Plot Outline:

Jebel Rum is a thin, scrawny boy. His father is the famed executioner in the city where they live. When Jebel is humiliated in public, he sets off on a quest to gain great strength and invincibility. If successful, he will be able to compete in a gruelling contest to prove himself and replace his father as the wielder of the axe. Failure, on the other hands, means certain death.

To win the favour of a fire god, Jebel must make a human sacrifice. He finds a slave who is willing to pay this grisly price, and the pair set off on a trek through lands deadly and unwelcoming. In the course of their travels they will encounter hatred, bigotry, slavery, death and a whole lot more. It is the nightmarish adventure of a lifetime…

Author Notes:

The Thin Executioner went on sale on April 29th 2010, but it started life in February 2002. I often get asked where I get my ideas from. Usually I can’t answer that directly, as a book can have many sources. But in this case I can. It owes its existence to a short book by Philip Pullman, called The Firework-Maker’s Daughter.

The Pullman book is fun, but it wasn’t actually the story which inspired me. Since it was a short novel, for younger readers, it was heavily illustrated. One small picture was of an executioner. It was, if I remember correctly, the typical cartoon rendition of an executioner — a burly, bare-chested man, with a large axe and a hood over his face. I chuckled at the drawing and turned the page… Then I paused and turned back.

[Collected data]
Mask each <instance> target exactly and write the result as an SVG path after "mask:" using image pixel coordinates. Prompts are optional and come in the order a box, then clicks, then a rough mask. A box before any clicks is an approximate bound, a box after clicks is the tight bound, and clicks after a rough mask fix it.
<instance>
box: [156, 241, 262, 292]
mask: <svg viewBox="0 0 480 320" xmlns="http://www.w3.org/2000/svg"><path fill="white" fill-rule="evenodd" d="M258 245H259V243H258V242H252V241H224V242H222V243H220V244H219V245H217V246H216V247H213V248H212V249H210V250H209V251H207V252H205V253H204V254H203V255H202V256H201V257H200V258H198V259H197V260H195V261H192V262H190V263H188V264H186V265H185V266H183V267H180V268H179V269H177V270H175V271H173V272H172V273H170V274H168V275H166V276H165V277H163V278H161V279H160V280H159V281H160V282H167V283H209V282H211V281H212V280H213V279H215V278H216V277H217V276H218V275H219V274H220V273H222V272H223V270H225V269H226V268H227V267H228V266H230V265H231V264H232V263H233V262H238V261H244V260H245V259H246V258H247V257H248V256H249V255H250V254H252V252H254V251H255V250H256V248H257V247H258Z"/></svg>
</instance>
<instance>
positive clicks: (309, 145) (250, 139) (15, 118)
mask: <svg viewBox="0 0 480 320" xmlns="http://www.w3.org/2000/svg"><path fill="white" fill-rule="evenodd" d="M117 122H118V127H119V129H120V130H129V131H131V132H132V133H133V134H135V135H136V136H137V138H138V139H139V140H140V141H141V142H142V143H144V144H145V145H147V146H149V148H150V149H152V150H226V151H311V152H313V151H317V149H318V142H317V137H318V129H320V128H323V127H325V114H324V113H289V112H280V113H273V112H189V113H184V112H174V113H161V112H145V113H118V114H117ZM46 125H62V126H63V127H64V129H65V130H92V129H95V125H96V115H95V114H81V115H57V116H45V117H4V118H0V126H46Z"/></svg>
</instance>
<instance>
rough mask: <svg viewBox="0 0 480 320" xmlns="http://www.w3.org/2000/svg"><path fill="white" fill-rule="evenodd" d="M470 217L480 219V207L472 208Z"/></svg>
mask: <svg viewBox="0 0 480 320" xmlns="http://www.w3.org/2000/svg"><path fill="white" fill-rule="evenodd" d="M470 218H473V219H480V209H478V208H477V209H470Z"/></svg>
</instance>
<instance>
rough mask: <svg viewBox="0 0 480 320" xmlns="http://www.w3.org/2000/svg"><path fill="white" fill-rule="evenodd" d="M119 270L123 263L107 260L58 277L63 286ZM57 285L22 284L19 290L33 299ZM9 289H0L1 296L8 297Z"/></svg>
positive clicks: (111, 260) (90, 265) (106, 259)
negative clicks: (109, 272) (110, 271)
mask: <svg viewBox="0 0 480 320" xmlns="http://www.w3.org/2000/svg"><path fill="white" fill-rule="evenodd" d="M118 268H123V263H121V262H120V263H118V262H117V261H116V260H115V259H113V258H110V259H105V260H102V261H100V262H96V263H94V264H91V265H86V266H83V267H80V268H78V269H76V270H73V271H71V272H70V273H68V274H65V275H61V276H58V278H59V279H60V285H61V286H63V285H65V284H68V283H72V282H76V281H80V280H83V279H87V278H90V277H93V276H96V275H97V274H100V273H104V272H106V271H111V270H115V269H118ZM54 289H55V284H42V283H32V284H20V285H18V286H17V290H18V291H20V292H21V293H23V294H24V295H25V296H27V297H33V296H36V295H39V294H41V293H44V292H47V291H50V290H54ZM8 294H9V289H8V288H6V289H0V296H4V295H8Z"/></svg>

◆ Parts of the exercise:
**1.** Answer these questions about the text on The Thin Executioner:
(a) What is Jebel's father famous for being in their city?
(b) What must Jebel make to win the favour of a fire god?
(c) Which short book does the author say the novel owes its existence to?
**2.** Write the next part of the text about The Thin Executioner, picking up right after its final sentence.

◆ Responses by task:
**1.**
(a) He is the famed executioner.
(b) A human sacrifice.
(c) The Firework-Maker's Daughter, by Philip Pullman.

**2.**
I’d just had an idea. In every drawing I’d ever seen, executioners were large, muscular men. It made sense — you need to be big to swing a heavy axe and chop off a person’s head. But what if there was a young, skinny, weak boy whose dream was to become an executioner when he grew up? And what if he set off on a quest to gain magical powers which would give him the strength to cut off heads?

I smirked wickedly. I thought it was a good idea for a short, humorous, illustrated children’s book, a bit like the Pullman novel that I was reading. It would be a subversive twist on those encouraging books where an unlikely child becomes a hero by being true and brave. A novel whose message was that you could achieve anything in life if you set your mind to it and worked hard… but in this case the hero’s goal was to be become a trained killer!

As I played around with the notion, I started to have more ideas, and it quickly became apparent that if I was to go ahead with this, I’d have to abandon my initial concept. The story was much bigger than I had first imagined. It wouldn’t fit in a short, illustrated book. And it would need to be written for my regular audience, not for younger kids.

I didn’t rush into the book. For the rest of the year I let it simmer away at the back of my mind. I’d think about it occasionally, come up with some ideas, imagine some scenes. I found myself recalling The Adventures of Huckleberry Finn. I hadn’t read it in 20 years, but I could remember a lot about it, and I wanted to incorporate some of that book’s spirit into my story — if I went ahead with it.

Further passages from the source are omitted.